▸ INSTRUCTIONS TO FOLLOW: Reproduce the data below exactly. Skip the pictures.

▸ RECORDED DATA:

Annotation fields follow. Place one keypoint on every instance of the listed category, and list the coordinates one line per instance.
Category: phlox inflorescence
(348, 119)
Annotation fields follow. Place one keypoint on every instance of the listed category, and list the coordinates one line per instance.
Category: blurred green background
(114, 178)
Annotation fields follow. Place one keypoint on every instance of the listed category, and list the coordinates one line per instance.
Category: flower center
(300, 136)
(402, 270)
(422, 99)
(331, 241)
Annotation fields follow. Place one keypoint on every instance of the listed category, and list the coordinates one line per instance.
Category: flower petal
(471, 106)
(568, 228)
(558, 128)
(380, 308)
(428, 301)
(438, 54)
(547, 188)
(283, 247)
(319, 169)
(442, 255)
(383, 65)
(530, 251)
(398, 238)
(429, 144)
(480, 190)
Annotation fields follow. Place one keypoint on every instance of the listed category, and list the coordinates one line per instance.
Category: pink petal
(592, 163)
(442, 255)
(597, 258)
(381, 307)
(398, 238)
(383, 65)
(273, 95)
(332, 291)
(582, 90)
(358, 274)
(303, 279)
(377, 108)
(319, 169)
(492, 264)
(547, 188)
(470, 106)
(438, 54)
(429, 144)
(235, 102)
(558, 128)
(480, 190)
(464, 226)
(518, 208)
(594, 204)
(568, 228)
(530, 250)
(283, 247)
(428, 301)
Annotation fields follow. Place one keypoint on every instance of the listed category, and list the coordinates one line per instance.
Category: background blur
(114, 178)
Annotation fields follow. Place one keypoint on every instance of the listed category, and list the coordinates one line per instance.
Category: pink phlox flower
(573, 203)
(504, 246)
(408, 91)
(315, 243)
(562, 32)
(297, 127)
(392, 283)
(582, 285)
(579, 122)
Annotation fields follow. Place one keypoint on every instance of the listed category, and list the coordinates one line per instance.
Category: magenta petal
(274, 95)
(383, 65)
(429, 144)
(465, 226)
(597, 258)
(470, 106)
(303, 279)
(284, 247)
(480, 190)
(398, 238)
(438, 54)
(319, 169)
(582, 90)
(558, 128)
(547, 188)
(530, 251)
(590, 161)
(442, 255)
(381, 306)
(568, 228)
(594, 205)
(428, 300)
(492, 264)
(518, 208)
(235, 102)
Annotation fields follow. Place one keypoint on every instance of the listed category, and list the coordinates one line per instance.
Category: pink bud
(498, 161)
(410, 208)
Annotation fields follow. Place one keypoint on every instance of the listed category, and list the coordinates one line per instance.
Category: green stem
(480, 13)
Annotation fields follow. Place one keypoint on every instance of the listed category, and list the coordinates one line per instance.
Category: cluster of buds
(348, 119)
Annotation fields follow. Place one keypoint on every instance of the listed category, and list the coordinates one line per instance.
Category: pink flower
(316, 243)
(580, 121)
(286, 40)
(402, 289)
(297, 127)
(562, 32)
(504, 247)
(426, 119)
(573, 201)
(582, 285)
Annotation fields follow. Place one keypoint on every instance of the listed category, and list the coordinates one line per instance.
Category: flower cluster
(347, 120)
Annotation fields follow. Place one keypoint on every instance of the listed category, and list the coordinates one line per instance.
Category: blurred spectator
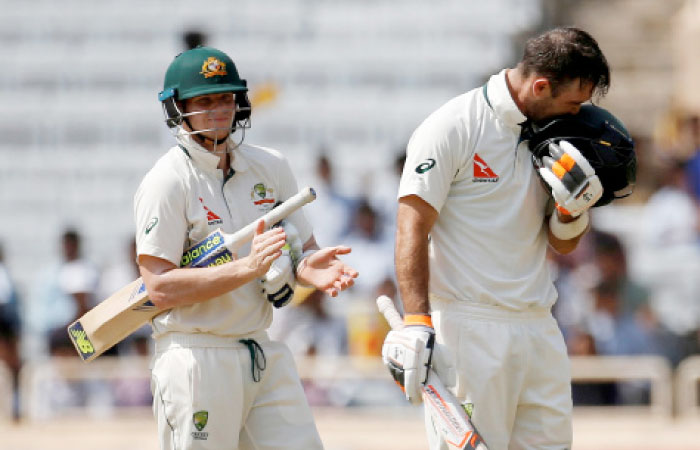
(582, 343)
(63, 292)
(307, 328)
(670, 258)
(610, 260)
(9, 329)
(617, 332)
(123, 271)
(332, 210)
(384, 193)
(373, 256)
(671, 214)
(692, 131)
(372, 250)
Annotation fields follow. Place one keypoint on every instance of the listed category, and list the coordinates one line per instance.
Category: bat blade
(446, 413)
(129, 308)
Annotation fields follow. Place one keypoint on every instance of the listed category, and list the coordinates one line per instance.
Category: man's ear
(541, 87)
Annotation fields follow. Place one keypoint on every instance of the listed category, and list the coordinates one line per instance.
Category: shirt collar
(502, 103)
(208, 160)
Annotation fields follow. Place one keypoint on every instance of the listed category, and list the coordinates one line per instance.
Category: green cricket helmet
(202, 71)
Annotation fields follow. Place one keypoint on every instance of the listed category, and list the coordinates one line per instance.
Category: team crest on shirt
(262, 197)
(212, 217)
(200, 419)
(482, 171)
(213, 67)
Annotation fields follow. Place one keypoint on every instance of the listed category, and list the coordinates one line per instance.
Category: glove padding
(573, 182)
(408, 353)
(279, 281)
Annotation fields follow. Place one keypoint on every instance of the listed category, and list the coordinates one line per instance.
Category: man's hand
(324, 271)
(278, 283)
(574, 184)
(407, 353)
(265, 248)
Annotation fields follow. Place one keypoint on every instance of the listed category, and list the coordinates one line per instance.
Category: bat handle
(387, 308)
(304, 196)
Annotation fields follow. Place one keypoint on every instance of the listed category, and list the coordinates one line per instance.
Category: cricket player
(218, 381)
(473, 210)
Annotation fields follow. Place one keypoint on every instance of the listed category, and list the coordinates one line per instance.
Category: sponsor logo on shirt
(262, 197)
(151, 224)
(212, 217)
(426, 166)
(482, 171)
(200, 419)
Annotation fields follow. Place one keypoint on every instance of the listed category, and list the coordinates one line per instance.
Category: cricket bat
(128, 309)
(447, 414)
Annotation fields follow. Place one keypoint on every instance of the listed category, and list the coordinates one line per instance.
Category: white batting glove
(408, 353)
(279, 281)
(574, 184)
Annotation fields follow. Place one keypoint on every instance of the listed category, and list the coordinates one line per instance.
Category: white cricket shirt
(488, 245)
(184, 197)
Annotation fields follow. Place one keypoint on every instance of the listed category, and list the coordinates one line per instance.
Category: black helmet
(600, 137)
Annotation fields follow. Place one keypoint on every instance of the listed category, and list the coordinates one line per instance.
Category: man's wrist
(566, 228)
(303, 261)
(423, 319)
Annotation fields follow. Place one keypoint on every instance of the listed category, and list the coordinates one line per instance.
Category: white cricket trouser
(510, 368)
(205, 397)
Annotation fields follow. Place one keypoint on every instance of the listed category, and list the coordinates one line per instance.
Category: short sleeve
(159, 212)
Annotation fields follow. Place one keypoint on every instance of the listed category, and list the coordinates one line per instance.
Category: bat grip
(278, 213)
(386, 307)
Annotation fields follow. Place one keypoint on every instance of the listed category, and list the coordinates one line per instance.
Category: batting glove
(279, 281)
(408, 353)
(573, 182)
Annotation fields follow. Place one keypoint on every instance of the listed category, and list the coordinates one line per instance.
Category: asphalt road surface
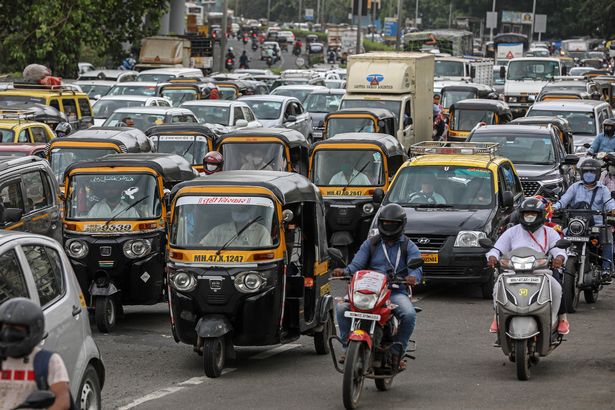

▸ WRITTEN SOLUTION:
Annotation fields follow. Place one keypoint on every instance of the listed category, and list the coordinates one line per instance.
Category: phlox inflorescence
(348, 119)
Annotation fields follow. Place one keypoint on every instance of the listed category, and list the coordinates one line per instance.
Category: blurred green background
(114, 178)
Annotation fields follow. Place one keypoint on every instance of the listed category, and list the coordinates one line per instance.
Category: flower center
(300, 136)
(402, 270)
(422, 99)
(331, 241)
Annotation fields follow. Place one keypoint on every instance of the listed category, and list the coordinates one line per instance.
Category: flower petal
(471, 106)
(568, 228)
(558, 128)
(380, 308)
(428, 301)
(438, 54)
(547, 188)
(283, 247)
(319, 169)
(442, 255)
(383, 65)
(530, 251)
(398, 238)
(429, 144)
(480, 190)
Annotation fields follow. Place one keypoint on every instance of the listed category, and list the coordinates one line per instance.
Category: pink petal
(592, 163)
(442, 255)
(597, 258)
(381, 307)
(398, 238)
(383, 65)
(273, 95)
(332, 291)
(582, 90)
(358, 274)
(303, 279)
(377, 108)
(319, 169)
(492, 264)
(547, 188)
(470, 106)
(438, 54)
(429, 144)
(235, 102)
(558, 128)
(480, 190)
(464, 226)
(518, 208)
(594, 204)
(568, 228)
(530, 250)
(283, 247)
(428, 301)
Annotation fields follow. Place one keypoint on every instance of the listed category, and list the coordinates one line per instance.
Category: background blur
(114, 178)
Annotation fields follow. Place one keypoint on every instance of the listed category, and list the coordinates one line per instance.
Category: pink phlox flower
(573, 203)
(504, 246)
(408, 91)
(315, 243)
(562, 32)
(297, 127)
(392, 283)
(582, 285)
(579, 122)
Annotation fields follow. Place one keypoint on every instance of the listed category, and list the coordinates one line per instance.
Category: magenta petal
(274, 95)
(383, 65)
(429, 144)
(465, 226)
(597, 258)
(470, 106)
(303, 279)
(284, 247)
(480, 190)
(398, 238)
(438, 54)
(319, 169)
(582, 90)
(558, 128)
(547, 188)
(530, 251)
(590, 161)
(442, 255)
(381, 306)
(568, 228)
(594, 205)
(428, 300)
(492, 264)
(518, 208)
(235, 102)
Annotation fields follow. Place one keypoint on every instance of the listed category, and list the coordinates one line per instance.
Category: pink bud
(498, 161)
(410, 208)
Annotation fields follow. Place one keypoint on every instance of the listed category, and list the coordinates one line per instance.
Category: green stem
(480, 13)
Annotation fields follow. Place one keypoint on every instance of the listed category, and list the coordinates one line per instance.
Category: cluster of buds
(348, 119)
Annotation fields follow. Place one keypoint on every instance of the listed category, and list the coordinates one line per instance.
Category: pink flower
(316, 243)
(580, 121)
(286, 40)
(402, 289)
(297, 127)
(562, 32)
(504, 247)
(426, 119)
(573, 201)
(582, 285)
Annotation fields follow. Place one keypoint on every instance of the listed category, and list the coordinates one line per instance.
Category: flower cluster
(347, 120)
Annotation fields follow. Place one keypoint on every instance of the listed category, and list the coordinates one line per instance.
Category: blurred spectator
(582, 343)
(63, 292)
(307, 328)
(670, 258)
(610, 260)
(9, 329)
(617, 332)
(123, 271)
(332, 210)
(384, 193)
(373, 256)
(671, 214)
(692, 131)
(372, 250)
Annotation fields follow. Place one keypoint on every instance of the listed category, and list the coordinates one line per instance.
Category: bat blade
(446, 413)
(129, 308)
Annotation fields follow. Place one keypoint on every instance of the listed category, and list the coordinates one line per instance.
Category: man's ear
(541, 87)
Annotation fields follow. Place one keypoint on every instance of the listed category, and list the coordinates one line per instance.
Category: shirt collar
(502, 103)
(208, 160)
Annotation fields follow. Place one keypoint on every instance of the listed category, and list the coordinates one line per instance.
Category: green cricket helmet
(202, 71)
Annotation fields follow. Place one keypoint on every instance of the listed category, and list the coordinates one line per instance.
Category: team crest on shirt
(262, 197)
(212, 217)
(200, 419)
(482, 171)
(213, 67)
Annotation fields follow. Place one keypoint on every instance of the listed category, and list the coordinates one line per instance.
Category: glove padding
(573, 182)
(408, 353)
(279, 281)
Annotation fields follow. Place one keypoint on every instance of the listed category, and list the coordinates one line per instance.
Category: man's hand
(324, 271)
(278, 283)
(574, 184)
(407, 353)
(265, 248)
Annotation fields follow. Place one keypoint on every instance of the listed category, and list the coordinates one line per instance.
Category: bat handle
(387, 308)
(304, 196)
Annotation fields follow. Place one keypoint on every instance of the listed category, and list the coordinates one line per instance.
Category: cricket player
(218, 381)
(473, 210)
Annotation fields follow. Place one keypoint on every instance of the listed category, and list the coordinates one line per instance.
Category: sponsor logo on shirt
(262, 197)
(151, 224)
(212, 217)
(426, 166)
(482, 171)
(200, 419)
Annotation fields follow. Place one keypoint on every instance of the listed category, and list the coordinates one line per instance.
Category: cricket bat
(128, 309)
(447, 414)
Annotation fields follow. Place one keypoint on every instance of the listed category, and list the coordinates one line per instance.
Category: white batting glove
(408, 353)
(279, 281)
(574, 184)
Annotation fields follow. Place one keypoint on every instance of the listed category, and list the coordinates one line per instance.
Category: white cricket shirt
(488, 245)
(184, 197)
Annotation fields follow. Place one keypoint on every instance of the listed category, and list the coordinates one line per instance.
Category: black helmet
(600, 137)
Annotation fields follow. Place one keypoint on every instance of the listed category, and list the coordinates one line per instance.
Category: man's wrist
(566, 228)
(303, 261)
(423, 319)
Annotation fields follow. Place one keypoint on every instance of the listed category, and list the coordinates one line per instance.
Category: white cricket trouser
(510, 368)
(205, 397)
Annotation fields follow. Place one keypoint on every instance of the listed category, and list the coordinates one line per instance.
Category: short sleeve
(159, 212)
Annotation fields follow. Place one keypoint on every instance of the listed category, and list the coordinates one line per instance.
Category: bat grip
(278, 213)
(386, 307)
Annotation fields follow. Place one keypoint on every instance of the listed category, and list the coordinates one line per instance.
Category: batting glove
(279, 281)
(408, 353)
(573, 182)
Annotation fields follow. Place one keypoint on every instance of the listed category, and list the coordinates one line per instance.
Category: asphalt road surface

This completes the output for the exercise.